Problems and tasks:
#1 Quote the passage on miR-25 and heart failure word for word, starting at "Mercola and his" and ending at "and repressing it.".
#2 Using the passage on miR-25 and heart failure, answer the following:
(a) How many miRNAs were in the screen that led the team to miR-25?
(b) Into what cells did the researchers transfect the fluorescent sensor?
(c) How did the researchers experimentally induce heart failure in mice?

Mercola argued that the differences arose because his team studied a mouse model of more chronic heart failure, while the Nature Cell Biology research involved mice with more acute heart problems.
Mercola and his colleagues zeroed in on miR-25 following a screen of 875 miRNAs. The researchers knew that SERCA2a levels drop during human heart failure, causing abnormalities in how calcium travels within heart muscle cells. They suspected that miRNA might play a role in repressing the pump. Throughout the body, miRNAs regulate gene expression by binding to mRNAs and either causing them to be destroyed or preventing their translation into proteins.
The researchers fused nucleotides encoding SERCA2a to nucleotides encoding green fluorescent protein, transfected the sensor into human embryonic kidney cells, and systematically added miRNAs. They saw a strong decrease in the reporter’s fluorescence in the presence of miR-25, indicating that it was binding SERCA2a mRNA and repressing it.
The researchers then tested miR-25 levels in the cells of humans with severe heart failure, finding that it was upregulated. When the researchers raised the levels of miR-25 in live mice by genetically inserting extra copies, they found that SERCA2a levels decreased in their heart muscles and that heart function declined. The researchers next suppressed miR-25 in mice using an anti-miR, finding that SERCA2a levels rose.
Finally, the researchers experimentally induced heart failure in mice by constricting the aorta. When they injected their anti-miR into the mice with heart failure, the animals showed improved cardiac function compared to mice with heart failure that did not receive the treatment. “It halted progression [of heart failure], and we even saw an improvement,” said Mercola.

Provided information:
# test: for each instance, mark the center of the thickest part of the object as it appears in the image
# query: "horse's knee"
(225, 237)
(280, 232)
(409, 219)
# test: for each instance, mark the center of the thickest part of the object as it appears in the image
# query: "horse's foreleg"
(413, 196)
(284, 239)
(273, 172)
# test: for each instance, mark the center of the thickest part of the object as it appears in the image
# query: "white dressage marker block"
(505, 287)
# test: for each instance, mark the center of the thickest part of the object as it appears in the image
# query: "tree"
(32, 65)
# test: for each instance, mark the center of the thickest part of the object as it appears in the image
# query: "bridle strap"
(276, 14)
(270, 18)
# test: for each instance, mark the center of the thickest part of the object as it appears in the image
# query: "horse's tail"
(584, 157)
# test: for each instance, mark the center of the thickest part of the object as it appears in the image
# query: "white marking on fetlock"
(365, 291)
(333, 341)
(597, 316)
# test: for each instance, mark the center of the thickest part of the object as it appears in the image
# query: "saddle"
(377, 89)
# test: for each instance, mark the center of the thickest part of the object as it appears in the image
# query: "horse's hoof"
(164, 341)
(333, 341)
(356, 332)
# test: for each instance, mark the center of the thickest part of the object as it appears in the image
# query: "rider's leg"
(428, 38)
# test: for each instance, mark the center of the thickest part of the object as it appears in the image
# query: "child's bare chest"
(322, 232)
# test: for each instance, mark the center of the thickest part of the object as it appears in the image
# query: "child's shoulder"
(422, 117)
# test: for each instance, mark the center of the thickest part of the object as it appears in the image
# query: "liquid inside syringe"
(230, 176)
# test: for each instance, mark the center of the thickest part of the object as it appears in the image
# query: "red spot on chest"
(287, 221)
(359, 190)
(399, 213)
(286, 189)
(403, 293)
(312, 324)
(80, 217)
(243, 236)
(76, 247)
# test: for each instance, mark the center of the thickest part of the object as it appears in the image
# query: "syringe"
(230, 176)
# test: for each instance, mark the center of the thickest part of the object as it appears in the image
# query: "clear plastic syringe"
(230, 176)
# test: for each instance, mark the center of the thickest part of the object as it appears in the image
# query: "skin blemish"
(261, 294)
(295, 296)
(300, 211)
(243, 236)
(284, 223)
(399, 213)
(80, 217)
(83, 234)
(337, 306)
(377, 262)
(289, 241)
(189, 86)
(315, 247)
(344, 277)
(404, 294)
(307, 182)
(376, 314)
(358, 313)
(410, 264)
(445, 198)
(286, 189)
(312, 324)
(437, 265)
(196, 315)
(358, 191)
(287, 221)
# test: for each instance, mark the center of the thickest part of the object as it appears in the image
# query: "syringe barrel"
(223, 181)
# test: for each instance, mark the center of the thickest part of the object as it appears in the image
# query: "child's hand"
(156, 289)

Answers to the problems:
#1
Mercola and his colleagues zeroed in on miR-25 following a screen of 875 miRNAs. The researchers knew that SERCA2a levels drop during human heart failure, causing abnormalities in how calcium travels within heart muscle cells. They suspected that miRNA might play a role in repressing the pump. Throughout the body, miRNAs regulate gene expression by binding to mRNAs and either causing them to be destroyed or preventing their translation into proteins.
The researchers fused nucleotides encoding SERCA2a to nucleotides encoding green fluorescent protein, transfected the sensor into human embryonic kidney cells, and systematically added miRNAs. They saw a strong decrease in the reporter’s fluorescence in the presence of miR-25, indicating that it was binding SERCA2a mRNA and repressing it.

#2
(a) 875
(b) Human embryonic kidney cells
(c) By constricting the aorta